- [YOUR GOAL] Quote the data verbatim from the line containing "of the rocky" up to and including the line containing "Target: rocky hillside".

↓

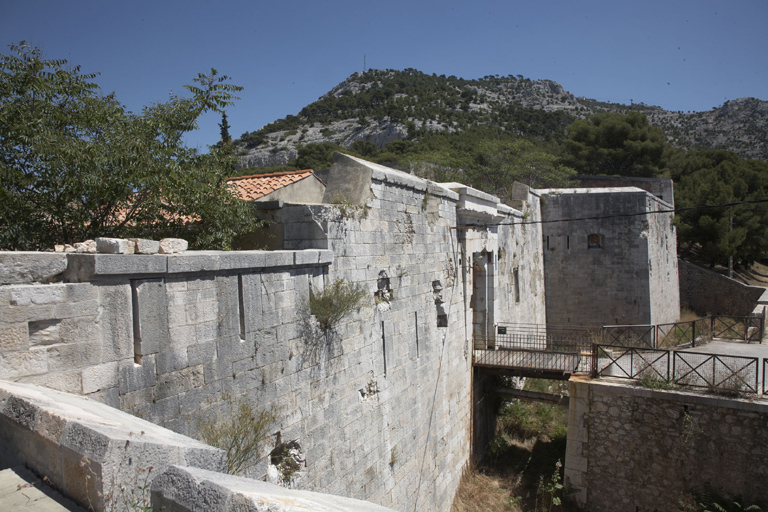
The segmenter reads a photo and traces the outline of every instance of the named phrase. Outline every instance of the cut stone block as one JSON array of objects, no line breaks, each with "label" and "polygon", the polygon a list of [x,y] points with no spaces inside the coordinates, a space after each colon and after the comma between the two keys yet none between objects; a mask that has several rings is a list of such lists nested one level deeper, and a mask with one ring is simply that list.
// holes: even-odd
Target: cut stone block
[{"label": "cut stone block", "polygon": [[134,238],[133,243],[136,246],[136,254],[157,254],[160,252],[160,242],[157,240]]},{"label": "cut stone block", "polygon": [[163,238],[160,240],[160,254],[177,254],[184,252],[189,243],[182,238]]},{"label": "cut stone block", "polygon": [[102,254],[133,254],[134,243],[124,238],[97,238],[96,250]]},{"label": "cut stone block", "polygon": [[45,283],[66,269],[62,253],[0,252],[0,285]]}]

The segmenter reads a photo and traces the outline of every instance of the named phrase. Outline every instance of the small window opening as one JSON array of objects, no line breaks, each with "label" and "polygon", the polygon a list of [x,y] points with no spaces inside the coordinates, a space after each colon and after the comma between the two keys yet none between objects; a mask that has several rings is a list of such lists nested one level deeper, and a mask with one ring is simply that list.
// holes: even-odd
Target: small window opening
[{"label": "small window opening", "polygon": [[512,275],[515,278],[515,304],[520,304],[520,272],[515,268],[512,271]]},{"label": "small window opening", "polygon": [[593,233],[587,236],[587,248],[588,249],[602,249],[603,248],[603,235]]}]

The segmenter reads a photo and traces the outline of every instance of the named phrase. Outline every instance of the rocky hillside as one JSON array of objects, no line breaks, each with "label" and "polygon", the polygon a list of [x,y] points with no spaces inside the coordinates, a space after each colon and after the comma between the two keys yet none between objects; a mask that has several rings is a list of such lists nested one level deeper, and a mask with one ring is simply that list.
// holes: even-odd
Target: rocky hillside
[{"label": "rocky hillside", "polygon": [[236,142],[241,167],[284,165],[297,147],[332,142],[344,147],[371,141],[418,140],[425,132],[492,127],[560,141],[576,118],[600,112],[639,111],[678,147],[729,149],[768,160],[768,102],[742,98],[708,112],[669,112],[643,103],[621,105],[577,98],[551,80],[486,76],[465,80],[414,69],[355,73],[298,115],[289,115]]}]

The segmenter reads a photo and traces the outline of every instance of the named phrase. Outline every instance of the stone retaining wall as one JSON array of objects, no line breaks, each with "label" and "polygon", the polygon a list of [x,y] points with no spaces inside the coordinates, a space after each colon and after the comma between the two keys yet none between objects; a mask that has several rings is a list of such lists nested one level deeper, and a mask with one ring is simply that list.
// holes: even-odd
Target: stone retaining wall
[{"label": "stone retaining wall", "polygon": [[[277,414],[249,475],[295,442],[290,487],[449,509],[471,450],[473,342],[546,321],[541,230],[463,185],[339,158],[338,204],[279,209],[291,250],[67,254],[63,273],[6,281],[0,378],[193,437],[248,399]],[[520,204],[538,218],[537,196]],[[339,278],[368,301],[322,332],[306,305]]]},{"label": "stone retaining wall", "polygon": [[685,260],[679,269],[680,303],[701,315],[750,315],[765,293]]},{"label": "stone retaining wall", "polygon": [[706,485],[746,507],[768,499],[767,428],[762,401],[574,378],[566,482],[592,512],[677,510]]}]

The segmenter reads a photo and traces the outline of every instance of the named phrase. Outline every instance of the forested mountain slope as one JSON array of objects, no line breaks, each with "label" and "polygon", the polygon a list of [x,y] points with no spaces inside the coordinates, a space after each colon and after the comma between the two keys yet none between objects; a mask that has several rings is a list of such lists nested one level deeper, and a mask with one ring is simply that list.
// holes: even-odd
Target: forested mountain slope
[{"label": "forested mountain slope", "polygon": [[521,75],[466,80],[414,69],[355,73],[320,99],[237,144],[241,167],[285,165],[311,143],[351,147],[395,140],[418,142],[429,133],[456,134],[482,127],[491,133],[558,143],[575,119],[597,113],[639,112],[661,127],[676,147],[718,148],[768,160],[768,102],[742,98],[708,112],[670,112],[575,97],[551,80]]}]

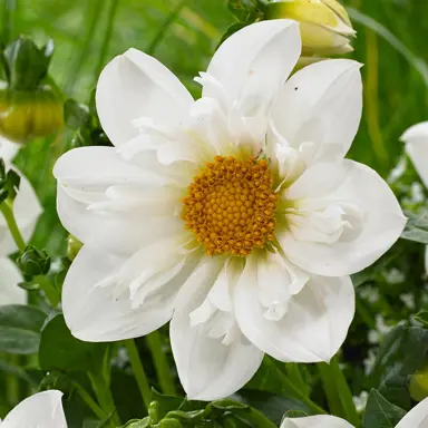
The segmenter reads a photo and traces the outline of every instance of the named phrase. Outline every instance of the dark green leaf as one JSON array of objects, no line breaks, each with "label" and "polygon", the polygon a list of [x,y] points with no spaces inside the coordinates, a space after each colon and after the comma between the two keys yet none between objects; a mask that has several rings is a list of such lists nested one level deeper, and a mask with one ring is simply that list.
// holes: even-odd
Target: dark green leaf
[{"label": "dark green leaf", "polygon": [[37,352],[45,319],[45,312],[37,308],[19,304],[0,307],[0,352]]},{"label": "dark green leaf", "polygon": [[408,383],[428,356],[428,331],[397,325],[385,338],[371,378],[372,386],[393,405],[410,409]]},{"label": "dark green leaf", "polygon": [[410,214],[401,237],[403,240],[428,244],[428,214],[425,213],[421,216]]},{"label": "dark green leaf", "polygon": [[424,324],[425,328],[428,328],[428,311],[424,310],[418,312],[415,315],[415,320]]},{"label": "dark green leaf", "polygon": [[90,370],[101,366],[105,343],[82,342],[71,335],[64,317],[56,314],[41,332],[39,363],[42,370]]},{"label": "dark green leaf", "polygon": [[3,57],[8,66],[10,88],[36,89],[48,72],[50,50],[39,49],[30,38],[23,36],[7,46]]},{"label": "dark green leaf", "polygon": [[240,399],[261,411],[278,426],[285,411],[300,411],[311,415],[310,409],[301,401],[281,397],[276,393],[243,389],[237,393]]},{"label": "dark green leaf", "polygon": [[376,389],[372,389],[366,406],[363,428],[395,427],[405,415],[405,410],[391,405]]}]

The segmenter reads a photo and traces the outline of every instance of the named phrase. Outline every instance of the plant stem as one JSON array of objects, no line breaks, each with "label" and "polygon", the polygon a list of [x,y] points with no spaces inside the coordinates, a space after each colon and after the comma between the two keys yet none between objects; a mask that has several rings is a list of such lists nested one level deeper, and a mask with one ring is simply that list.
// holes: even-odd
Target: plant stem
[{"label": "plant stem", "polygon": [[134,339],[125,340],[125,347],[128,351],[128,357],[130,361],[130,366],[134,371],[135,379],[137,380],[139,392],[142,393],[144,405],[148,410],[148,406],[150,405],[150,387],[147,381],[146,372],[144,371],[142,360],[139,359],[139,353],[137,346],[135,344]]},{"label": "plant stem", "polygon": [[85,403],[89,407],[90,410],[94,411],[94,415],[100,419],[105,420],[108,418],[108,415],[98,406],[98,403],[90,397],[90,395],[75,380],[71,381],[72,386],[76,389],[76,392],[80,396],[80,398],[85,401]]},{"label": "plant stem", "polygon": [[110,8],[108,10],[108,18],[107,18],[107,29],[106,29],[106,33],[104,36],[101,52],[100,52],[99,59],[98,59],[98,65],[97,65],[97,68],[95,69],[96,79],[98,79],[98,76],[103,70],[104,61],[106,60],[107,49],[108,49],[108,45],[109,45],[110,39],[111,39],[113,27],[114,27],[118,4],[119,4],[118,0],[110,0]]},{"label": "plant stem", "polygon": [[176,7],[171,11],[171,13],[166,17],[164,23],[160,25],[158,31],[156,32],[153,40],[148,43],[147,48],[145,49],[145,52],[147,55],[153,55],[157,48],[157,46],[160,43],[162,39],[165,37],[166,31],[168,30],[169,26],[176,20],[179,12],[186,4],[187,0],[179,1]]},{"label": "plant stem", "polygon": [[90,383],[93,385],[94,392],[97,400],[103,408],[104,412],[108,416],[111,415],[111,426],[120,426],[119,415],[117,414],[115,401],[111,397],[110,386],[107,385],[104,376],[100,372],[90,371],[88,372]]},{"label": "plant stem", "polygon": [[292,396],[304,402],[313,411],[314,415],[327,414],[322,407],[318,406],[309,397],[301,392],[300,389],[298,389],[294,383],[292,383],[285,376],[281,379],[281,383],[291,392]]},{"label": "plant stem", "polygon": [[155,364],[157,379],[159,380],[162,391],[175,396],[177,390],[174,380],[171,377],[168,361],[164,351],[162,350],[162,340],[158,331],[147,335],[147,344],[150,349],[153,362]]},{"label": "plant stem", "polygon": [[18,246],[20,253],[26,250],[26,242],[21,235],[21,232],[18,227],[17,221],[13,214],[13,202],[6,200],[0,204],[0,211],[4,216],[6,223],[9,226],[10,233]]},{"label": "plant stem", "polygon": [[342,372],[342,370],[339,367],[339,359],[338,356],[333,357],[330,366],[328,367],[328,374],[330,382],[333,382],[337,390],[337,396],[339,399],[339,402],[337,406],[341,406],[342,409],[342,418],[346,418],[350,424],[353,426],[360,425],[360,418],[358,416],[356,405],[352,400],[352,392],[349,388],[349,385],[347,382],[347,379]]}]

↑

- [EXERCISE OUTPUT]
The segmenter reads a photo and traces the outline of every instance of the named phrase. Outline every instance of the rocky hillside as one JSON array of objects, no line breaks, each with "label" and "polygon", the polygon a list of [x,y] points with no spaces inside the coordinates, a space after each colon and after the comma between the two keys yet none between objects; a mask that has several rings is a list of such lists nested one level deeper, and a mask with one ring is simply that list.
// holes: even-odd
Target: rocky hillside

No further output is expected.